[Data records]
= = = =

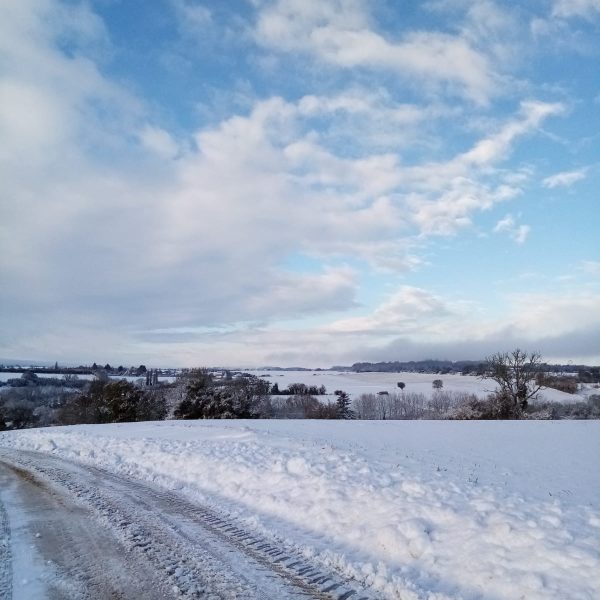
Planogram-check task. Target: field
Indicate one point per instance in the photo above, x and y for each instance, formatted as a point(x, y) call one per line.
point(356, 384)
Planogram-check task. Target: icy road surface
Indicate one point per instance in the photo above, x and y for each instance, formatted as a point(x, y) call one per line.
point(71, 531)
point(413, 510)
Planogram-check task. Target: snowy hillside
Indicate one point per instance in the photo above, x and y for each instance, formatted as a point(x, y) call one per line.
point(356, 384)
point(415, 510)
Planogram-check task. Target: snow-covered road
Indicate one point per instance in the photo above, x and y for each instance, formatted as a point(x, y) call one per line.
point(413, 510)
point(71, 531)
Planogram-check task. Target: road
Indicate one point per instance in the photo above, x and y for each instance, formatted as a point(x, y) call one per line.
point(73, 532)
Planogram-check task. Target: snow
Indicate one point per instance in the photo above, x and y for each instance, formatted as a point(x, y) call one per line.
point(414, 509)
point(356, 384)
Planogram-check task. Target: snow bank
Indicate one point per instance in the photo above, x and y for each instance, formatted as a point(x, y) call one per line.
point(416, 510)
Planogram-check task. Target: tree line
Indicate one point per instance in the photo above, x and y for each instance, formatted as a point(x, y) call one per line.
point(200, 394)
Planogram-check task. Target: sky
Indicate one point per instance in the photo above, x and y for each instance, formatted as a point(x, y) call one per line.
point(299, 182)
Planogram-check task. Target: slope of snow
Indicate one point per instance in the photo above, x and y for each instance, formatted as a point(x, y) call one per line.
point(415, 510)
point(356, 384)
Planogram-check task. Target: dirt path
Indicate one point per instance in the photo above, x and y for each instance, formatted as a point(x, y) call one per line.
point(104, 536)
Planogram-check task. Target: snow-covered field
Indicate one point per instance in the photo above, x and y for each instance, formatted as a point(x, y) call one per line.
point(414, 509)
point(356, 384)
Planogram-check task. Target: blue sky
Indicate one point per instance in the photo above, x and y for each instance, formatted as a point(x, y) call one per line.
point(299, 182)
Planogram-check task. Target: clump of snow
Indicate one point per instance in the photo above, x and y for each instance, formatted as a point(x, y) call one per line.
point(412, 509)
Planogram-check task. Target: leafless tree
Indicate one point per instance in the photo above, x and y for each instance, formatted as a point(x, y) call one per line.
point(515, 373)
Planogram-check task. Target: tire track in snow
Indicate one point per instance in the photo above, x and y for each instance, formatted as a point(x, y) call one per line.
point(201, 552)
point(5, 556)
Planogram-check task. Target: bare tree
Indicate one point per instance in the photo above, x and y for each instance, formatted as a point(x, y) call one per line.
point(515, 373)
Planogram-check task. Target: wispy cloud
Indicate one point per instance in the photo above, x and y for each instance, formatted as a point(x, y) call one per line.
point(342, 33)
point(509, 225)
point(564, 179)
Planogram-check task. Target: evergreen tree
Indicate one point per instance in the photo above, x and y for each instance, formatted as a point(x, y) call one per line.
point(343, 405)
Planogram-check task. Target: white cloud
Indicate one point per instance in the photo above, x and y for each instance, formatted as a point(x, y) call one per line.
point(591, 266)
point(517, 232)
point(576, 8)
point(564, 179)
point(409, 310)
point(342, 33)
point(159, 141)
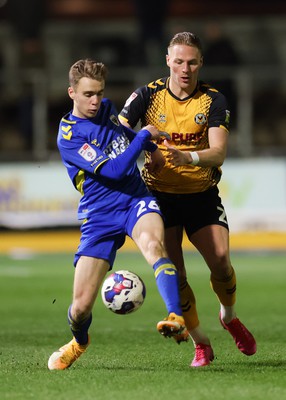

= = = =

• Directions for this task
For each record above, write out every line exactly and skip the pictures.

• Response below
Planogram-check task. Target: field
Indicate one point per instance in the photo above, x and y for each instance, formatted as a point(x, y) call one per line.
point(356, 384)
Planogram-check task. Target: icy road surface
Indicate one point per instance in the photo above, x and y for each instance, formatted as a point(x, y) call one per line.
point(71, 531)
point(413, 510)
Planogram-check task. Target: snowy hillside
Indicate one point per instance in the photo above, x and y for each instance, formatted as a point(x, y) call one per line.
point(356, 384)
point(415, 510)
Planogram-check task. Target: snow-covered road
Indicate one point per instance in the photo above, x and y for each instance, formatted as a point(x, y) call one per line.
point(413, 510)
point(71, 531)
Planogram-check task. Target: road
Indicate one point per instance in the photo above, x and y for each instance, formatted as a point(x, y) call one per line.
point(73, 532)
Planogram-check task. Target: snow
Indicate one point per instance in the photo above, x and y for each instance, formatted as a point(x, y) call one per line.
point(414, 509)
point(356, 384)
Planogram-check task. Target: snow bank
Indicate one point per instance in the photo above, x and y for each instance, formatted as a point(x, y) call one per line.
point(416, 510)
Planogram-check task. Target: tree line
Indicate one point per instance in the photo above, x and y for each instance, formatted as a point(x, y) call one per line.
point(200, 394)
Planogram-check task. Target: sky
Indicate one point per instance in the photo above, x and y for each instance, formatted as a point(x, y) call one per line.
point(299, 182)
Planogram-check task. Target: slope of snow
Indicate one point per instance in the photo above, x and y for each instance, formatted as a point(x, y) call one per line.
point(415, 510)
point(356, 384)
Planogram-check task. Target: dirt path
Indicate one point per instance in the photo above, x and y for each instance, formatted as a point(x, y) call one per line.
point(104, 536)
Planogram-check task. Target: snow-covered field
Indicate one point per instance in the photo above, x and y for each instance, formatted as a point(x, y) call one per line.
point(414, 509)
point(356, 384)
Planogram-check task. Target: blue sky
Indicate one point per instance in the photo above, x and y for each instance, formatted as a point(x, y) call one per line.
point(299, 182)
Planogram-check task. Target: clump of snow
Indicate one point per instance in the photo above, x and y for each instance, formatted as a point(x, y) call one per line.
point(412, 509)
Planogram-check task. Target: leafless tree
Indicate one point per instance in the photo above, x and y for each instance, formatted as a point(x, y) call one per line.
point(515, 373)
Planogram-check task. Target: tire track in snow
Indicate one point per instance in the photo above, x and y for each instance, formatted as a point(x, y) call one per line.
point(201, 552)
point(5, 556)
Planogram-check task. Target: bare tree
Indicate one point per instance in the photo above, x and y for each instance, formatted as a point(x, y) call one per line.
point(515, 373)
Planogram-check task. Target: wispy cloud
Indicate one point per instance in the photo above, x and y for each instance, formatted as a point(x, y) call one per line.
point(342, 33)
point(509, 225)
point(564, 179)
Planogram-check task. Target: evergreen tree
Indicate one point per instance in the photo above, x and y for each instance, formatted as a point(x, y) call one per line.
point(343, 405)
Planogram-check task. Target: white cloud
Indicate one point per instance in the photo above, x and y for each instance, formatted as a point(x, y) call one per line.
point(591, 266)
point(517, 232)
point(576, 8)
point(564, 179)
point(409, 310)
point(342, 33)
point(159, 141)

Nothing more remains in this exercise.